Note: Once additional vaccines are approved and become available, people between the ages of 18 and 64 who are front-line essential workers or work in specific workplaces or industries may be included in the later part of Phase 3.

Phase 4

Timeline: July to September 2021

  • People aged 59 to 18, in five year increments:
    • 59 to 55 (D1 July, D2 August)
    • 54 to 50 (D1 July, D2 August)
    • 49 to 45 (D1 July, D2 August)
    • 44 to 40 (D1 July, D2 August)
    • 39 to 35 (D1 July/August, D2 August/September)
    • 34 to 30 (D1 August, D2 September)
    • 29 to 25 (D1 August/September, D2 September)
    • 24 to 18 (D1 and D2 September)

Register to get immunized

Immunization clinics

Immunization clinics are being organized in 172 communities in B.C and will be overseen by your local health authority. Immunization clinics details will be available before Phase 3 of B.C.'s Immunization Plan. The clinics will be held at large centres including:

  • School gymnasiums
  • Arenas
  • Convention halls
  • Community halls

Mobile clinics will be available for some rural communities and for people who are homebound due to mobility issues. 

How to get immunized in Phase 3 and Phase 4

The process to get immunized will happen in three steps. 

Step 1: Registration

British Columbians in Phase 3 and 4 (people born in 1942 or later, Indigenous peoples born in 1957 or later) will register through HealthConnect, a simple online registration system, or by phone. 

Registration will help us book appointments quickly and easily. When it's time for you to register, you will select your preferred method of communication. This is how we will contact you to book a vaccine appointment.

Registration opens late March 2021. No action is required yet and no one will be able to book their appointment before the registration system is launched.

Step 2: Make an appointment

When you are contacted to make a vaccine appointment, you will be asked to:

  • Complete a pre-screening
  • Select a location, date and time

You will be able to make your appointment online or by phone. 

Step 3: Appointment day

Come prepared to your appointment and arrive a few minutes before your scheduled time. At the immunization clinic you will:

  • Complete a check-in process
  • Get your vaccine dose
  • Wait in an observation area for about 15 minutes

Getting the second dose

People who get their first vaccine dose will be notified by email, text or phone call when they are eligible to book an appointment for their second dose.

→ **RECORDED DATA**:
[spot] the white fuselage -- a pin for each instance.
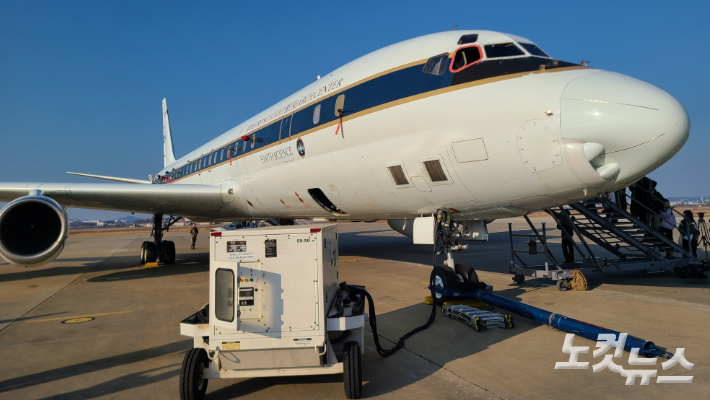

→ **BRIEF 1**:
In the immunization plan text, about how long do people wait in the observation area after getting their vaccine dose?
→ **BRIEF 2**:
Based on the immunization plan text, answer yes or no to each statement, quoting the words that decide it: (a) Immunization clinics are being organized in 172 communities in B.C. (b) Registration opens in early March 2021. (c) People aged 24 to 18 get both doses in September.
→ **BRIEF 3**:
Carry on the immunization plan text from where it stops.

→ **TASK RESPONSE 1**:
About 15 minutes.

→ **TASK RESPONSE 2**:
(a) Yes: "Immunization clinics are being organized in 172 communities in B.C"
(b) No: "Registration opens late March 2021."
(c) Yes: "24 to 18 (D1 and D2 September)"

→ **TASK RESPONSE 3**:
Proof of immunization

You will have the option to receive a paper and digital copy of your immunization record card. We recommend registering for Health Gateway, where your digital immunization record card will be available only after you receive the vaccine.

Note: Health Gateway is not a source of vaccine or immunization information. 

Your immunization record will be also be stored in the online provincial database, accessible to you, public health and your doctor.

Example of a paper immunization record card:

Community immunity

Vaccines do more than protect you from COVID-19, they also protect everyone around you. The more people in a community who are immunized against COVID-19, the harder it is for the virus to spread.
Community (herd) immunity could be reached when a large majority of people in B.C. are immunized against COVID-19. When you choose to be vaccinated against COVID-19, you are helping save lives by protecting your household and your entire community from the virus.

Lifting restrictions

Lifting current restrictions will be based on many factors, including:

  • Number of people immunized and level of community immunity
  • Number of COVID-19 cases in the province
  • Health care system capacity

Layers of protection

Going back to normal life will take time. Even if you have received the vaccine, you must follow provincial health orders and protect others by:

  • Washing your hands
  • Staying home when sick and getting tested
  • Keeping a safe distance from others
  • Wearing a mask in public indoor spaces

Together, we can keep each other safe.